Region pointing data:
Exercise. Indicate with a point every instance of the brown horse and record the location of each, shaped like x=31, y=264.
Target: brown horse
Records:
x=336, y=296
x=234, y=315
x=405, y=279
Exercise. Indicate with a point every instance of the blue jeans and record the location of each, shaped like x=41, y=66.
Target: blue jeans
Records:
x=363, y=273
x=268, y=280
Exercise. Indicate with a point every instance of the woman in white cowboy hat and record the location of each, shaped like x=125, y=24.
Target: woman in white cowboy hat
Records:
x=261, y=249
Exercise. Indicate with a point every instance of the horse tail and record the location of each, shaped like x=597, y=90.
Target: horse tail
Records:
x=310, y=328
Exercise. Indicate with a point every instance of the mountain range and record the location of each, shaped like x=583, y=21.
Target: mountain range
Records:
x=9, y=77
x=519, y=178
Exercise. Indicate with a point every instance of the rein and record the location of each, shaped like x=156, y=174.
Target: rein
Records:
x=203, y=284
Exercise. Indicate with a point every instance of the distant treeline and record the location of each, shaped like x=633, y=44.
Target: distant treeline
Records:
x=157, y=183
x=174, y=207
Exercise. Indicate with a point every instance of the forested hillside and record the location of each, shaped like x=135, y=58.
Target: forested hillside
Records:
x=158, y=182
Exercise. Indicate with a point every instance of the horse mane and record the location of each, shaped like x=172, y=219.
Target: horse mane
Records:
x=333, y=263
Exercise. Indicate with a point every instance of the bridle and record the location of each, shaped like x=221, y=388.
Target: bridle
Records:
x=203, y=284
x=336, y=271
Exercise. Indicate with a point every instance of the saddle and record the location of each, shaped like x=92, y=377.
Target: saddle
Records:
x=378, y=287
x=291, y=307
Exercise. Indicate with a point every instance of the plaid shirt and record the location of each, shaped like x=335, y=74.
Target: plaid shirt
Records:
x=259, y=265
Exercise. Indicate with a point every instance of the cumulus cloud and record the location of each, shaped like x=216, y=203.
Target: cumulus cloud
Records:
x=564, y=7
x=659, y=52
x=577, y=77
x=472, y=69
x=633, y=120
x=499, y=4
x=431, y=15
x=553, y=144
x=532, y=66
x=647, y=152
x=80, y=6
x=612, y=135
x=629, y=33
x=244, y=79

Instructions for the task: The answer is the run of lines above from the line containing "Exercise. Indicate with a point every instance of the saddle" through the line containing "Target: cumulus cloud", copied exactly and alone.

Task output:
Exercise. Indicate with a point every instance of the saddle and record the location of each, shaped like x=92, y=377.
Target: saddle
Records:
x=378, y=287
x=291, y=307
Exercise. Indicate with a point every instance of the plaid shirt and record the location of each, shaped like x=335, y=74.
Target: plaid shirt
Records:
x=259, y=265
Exercise. Indicate with a point every instance of the cumulus cloud and record the location of each, shaped like x=216, y=203.
Target: cumulus cloud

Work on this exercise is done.